■ **What you will do**
Please copy the passage on DeKalb County's housing strategy word for word, from "Next steps: staff" up to and including "secure long‑term repayment.".

■ **Excerpted passage**
DeKalb County’s housing leadership presented a multi‑year strategy to address affordability and homelessness that pairs an annual dedicated allocation with targeted bond issuance to accelerate projects.
Dr. Alan Ferguson, the county’s chief housing officer, said the administration envisions an initial annual allocation of $12 million–$15 million and a bond program structured to support construction, preservation and programmatic interventions. “We’re going to issue bonds that will generate somewhere in the neighborhood around a $155,000,000 in proceeds,” Ferguson said, adding the county expects to leverage those proceeds alongside federal, state and private capital to magnify investment over an eight‑to‑ten‑year horizon.
Staff framed the bond as a drawdown structure: projects would be approved through a governance process, and bonds issued to fund approved activities as needed. Ferguson said the county expects the capital to support production, owner‑occupied rehabilitation, down‑payment assistance and transitional services tied to homelessness responses; he also said the administration plans stakeholder work sessions and public input during program design.
Commissioners pressed on key dependencies: the county’s ability to issue and service debt hinges on a separate half‑mill increase that will be on the Board’s July agenda. Administration and finance staff said the operating budget being considered assumes that millage change; if the increase is rejected, the administration said it would temporarily use reserves in 2026 but could not sustain the program’s full scale in later years without the new revenue. Commissioners asked administration to return with debt‑service modeling, bond schedules, and clearer governance procedures before any bond action.
Next steps: staff will provide a detailed debt‑service and bonding analysis to the committee and schedule stakeholder/work‑session presentations. Any bond resolution would return to the full board for approval and would require a separate decision on the millage increase to secure long‑term repayment.

[Stored items]
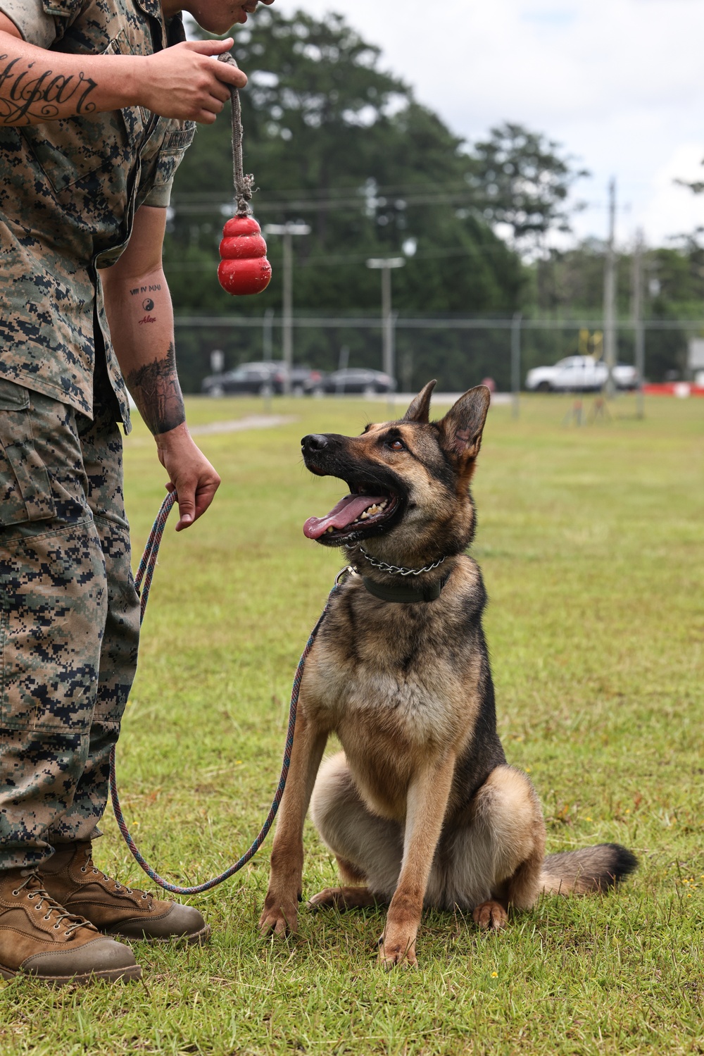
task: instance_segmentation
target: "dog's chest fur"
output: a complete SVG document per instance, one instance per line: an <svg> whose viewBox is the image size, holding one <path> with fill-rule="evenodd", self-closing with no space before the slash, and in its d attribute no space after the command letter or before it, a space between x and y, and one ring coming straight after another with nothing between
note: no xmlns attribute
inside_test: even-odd
<svg viewBox="0 0 704 1056"><path fill-rule="evenodd" d="M338 735L378 813L403 809L419 759L464 749L481 704L483 602L469 559L435 602L382 602L358 579L334 600L306 666L304 706Z"/></svg>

■ **Reply**
Next steps: staff will provide a detailed debt‑service and bonding analysis to the committee and schedule stakeholder/work‑session presentations. Any bond resolution would return to the full board for approval and would require a separate decision on the millage increase to secure long‑term repayment.